(Referring expression grounding data)
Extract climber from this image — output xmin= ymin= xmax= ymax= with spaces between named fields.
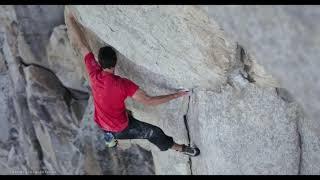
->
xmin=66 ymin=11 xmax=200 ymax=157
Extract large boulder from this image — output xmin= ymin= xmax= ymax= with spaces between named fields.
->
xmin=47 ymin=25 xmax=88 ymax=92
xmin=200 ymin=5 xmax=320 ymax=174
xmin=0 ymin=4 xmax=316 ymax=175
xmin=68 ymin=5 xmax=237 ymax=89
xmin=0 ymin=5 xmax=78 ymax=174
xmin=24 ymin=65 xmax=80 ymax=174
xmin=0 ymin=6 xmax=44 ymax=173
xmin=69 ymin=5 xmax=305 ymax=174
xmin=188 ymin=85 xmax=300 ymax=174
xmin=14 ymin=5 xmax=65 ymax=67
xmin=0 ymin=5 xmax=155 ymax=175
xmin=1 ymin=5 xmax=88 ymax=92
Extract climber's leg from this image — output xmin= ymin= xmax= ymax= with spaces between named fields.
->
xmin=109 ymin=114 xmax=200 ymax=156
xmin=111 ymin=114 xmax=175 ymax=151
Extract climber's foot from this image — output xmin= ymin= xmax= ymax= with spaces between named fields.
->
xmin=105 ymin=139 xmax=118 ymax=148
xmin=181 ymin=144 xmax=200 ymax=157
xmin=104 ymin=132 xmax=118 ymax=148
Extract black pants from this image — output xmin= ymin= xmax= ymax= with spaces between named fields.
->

* * *

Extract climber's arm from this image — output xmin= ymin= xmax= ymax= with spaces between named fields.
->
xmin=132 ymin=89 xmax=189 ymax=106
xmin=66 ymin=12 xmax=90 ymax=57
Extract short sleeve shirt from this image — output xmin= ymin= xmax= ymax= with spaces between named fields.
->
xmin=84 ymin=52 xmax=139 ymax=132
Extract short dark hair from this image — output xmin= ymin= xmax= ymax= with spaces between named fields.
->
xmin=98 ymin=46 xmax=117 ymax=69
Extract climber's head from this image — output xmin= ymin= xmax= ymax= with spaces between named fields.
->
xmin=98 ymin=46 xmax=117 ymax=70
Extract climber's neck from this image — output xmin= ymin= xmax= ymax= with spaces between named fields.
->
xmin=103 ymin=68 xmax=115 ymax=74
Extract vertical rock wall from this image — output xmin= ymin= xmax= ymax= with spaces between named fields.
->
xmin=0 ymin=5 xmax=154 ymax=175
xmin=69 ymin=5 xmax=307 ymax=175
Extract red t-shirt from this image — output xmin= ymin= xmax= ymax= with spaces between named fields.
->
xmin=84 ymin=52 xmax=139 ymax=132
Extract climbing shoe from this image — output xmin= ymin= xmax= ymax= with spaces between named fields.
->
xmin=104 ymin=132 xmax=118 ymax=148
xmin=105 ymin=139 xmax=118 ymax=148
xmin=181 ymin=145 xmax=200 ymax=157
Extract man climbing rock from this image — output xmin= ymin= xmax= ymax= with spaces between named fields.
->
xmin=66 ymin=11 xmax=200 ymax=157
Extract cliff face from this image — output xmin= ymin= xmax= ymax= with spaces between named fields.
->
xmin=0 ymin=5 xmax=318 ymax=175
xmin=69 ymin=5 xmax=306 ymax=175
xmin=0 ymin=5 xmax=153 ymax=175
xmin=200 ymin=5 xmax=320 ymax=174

TASK OBJECTIVE → Nothing but a number is expected: the count of lines in the data that include the word "short".

SOLUTION TO THIS EXERCISE → 2